▶ [Stated task]: In the items below, take the lines from the one containing "of the hedge" through the one containing "Target: hedge", inclusive, and write them out again with "hedge" changed to "shrub" and nothing else altered.

--- Records to process ---

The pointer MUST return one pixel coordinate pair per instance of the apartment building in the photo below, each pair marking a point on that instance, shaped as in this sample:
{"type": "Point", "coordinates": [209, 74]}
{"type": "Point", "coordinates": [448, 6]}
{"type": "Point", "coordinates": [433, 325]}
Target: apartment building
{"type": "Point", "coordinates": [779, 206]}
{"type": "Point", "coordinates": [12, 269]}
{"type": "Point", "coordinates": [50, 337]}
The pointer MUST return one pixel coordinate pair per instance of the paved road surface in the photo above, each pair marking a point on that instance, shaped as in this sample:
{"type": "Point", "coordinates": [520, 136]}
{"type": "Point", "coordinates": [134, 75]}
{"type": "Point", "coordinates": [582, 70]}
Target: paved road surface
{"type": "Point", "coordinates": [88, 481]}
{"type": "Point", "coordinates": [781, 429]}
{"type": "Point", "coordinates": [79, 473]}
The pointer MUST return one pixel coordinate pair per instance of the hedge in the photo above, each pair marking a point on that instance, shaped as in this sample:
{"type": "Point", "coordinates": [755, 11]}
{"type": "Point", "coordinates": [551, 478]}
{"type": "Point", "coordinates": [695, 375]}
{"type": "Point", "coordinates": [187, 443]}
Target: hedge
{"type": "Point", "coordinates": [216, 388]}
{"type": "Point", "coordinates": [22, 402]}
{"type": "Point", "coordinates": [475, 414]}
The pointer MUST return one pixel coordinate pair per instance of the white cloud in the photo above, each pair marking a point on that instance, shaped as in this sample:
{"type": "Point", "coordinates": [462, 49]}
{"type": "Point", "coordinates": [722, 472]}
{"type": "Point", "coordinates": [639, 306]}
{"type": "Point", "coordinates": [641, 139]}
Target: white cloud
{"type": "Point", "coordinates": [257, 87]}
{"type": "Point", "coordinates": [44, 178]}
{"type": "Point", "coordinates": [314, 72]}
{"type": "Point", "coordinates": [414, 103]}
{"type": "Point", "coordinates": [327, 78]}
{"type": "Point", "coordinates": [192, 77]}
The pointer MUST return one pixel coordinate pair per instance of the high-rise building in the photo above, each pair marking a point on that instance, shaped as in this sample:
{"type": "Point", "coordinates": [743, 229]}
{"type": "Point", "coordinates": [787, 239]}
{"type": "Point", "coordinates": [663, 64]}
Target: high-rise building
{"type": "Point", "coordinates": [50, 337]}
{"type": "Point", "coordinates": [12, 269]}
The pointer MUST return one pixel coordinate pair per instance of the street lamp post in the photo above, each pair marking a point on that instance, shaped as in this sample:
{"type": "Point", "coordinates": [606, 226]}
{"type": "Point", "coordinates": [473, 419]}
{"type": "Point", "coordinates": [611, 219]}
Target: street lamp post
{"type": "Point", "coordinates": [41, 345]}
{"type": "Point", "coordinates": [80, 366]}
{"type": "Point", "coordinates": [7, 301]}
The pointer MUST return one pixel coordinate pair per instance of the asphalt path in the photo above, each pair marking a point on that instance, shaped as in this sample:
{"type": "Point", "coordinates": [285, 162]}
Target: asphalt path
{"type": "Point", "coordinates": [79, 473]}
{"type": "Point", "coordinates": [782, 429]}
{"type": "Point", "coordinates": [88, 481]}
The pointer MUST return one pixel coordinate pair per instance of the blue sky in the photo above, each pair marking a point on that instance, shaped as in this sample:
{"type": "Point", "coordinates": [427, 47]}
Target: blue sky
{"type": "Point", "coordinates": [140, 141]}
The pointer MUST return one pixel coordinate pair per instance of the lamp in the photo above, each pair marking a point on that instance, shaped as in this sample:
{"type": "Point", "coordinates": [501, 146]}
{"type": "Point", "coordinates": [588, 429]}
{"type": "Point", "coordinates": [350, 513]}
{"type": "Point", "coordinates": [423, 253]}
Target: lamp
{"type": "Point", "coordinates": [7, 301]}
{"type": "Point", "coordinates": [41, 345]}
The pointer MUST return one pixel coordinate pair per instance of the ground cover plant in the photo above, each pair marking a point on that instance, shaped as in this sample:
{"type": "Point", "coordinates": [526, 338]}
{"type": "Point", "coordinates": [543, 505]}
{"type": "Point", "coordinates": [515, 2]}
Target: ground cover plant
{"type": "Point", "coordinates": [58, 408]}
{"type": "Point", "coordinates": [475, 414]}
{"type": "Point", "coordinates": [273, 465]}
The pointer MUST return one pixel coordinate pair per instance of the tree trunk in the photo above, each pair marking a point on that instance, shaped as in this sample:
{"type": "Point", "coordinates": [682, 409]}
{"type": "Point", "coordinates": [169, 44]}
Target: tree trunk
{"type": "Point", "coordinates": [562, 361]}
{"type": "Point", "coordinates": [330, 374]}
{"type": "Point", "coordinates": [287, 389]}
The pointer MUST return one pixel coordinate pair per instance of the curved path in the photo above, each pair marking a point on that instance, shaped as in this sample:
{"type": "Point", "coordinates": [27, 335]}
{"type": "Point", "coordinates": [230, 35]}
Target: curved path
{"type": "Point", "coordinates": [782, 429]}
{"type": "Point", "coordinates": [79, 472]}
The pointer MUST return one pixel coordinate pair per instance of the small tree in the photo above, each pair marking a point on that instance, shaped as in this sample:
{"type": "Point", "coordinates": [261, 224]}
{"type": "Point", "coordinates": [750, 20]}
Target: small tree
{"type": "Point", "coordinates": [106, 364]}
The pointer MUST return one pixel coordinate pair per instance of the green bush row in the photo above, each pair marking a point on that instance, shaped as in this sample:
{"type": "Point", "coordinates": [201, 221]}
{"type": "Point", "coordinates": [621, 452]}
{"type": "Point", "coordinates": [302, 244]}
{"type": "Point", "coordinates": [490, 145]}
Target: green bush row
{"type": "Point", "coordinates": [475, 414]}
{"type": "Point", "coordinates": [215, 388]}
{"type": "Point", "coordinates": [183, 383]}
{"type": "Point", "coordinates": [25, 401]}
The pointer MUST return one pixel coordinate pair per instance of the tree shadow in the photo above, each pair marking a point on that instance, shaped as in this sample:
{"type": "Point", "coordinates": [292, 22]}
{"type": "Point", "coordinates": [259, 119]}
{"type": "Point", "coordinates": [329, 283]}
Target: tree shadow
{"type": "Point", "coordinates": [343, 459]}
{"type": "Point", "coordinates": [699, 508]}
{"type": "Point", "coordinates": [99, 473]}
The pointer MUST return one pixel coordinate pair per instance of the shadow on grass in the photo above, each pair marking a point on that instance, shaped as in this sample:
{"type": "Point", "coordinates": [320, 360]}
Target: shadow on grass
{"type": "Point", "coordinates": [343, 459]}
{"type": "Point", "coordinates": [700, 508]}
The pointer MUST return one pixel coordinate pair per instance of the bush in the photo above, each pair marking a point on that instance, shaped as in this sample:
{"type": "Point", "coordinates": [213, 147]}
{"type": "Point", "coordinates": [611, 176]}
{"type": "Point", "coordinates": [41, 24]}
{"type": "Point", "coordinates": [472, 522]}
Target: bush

---

▶ [Response]:
The pointer MUST return one pixel coordinate pair per instance of the shrub in the photo above, each pair marking a point on that instance, shaped as in this sample:
{"type": "Point", "coordinates": [755, 11]}
{"type": "Point", "coordinates": [551, 478]}
{"type": "Point", "coordinates": [695, 375]}
{"type": "Point", "coordinates": [187, 443]}
Target: shrub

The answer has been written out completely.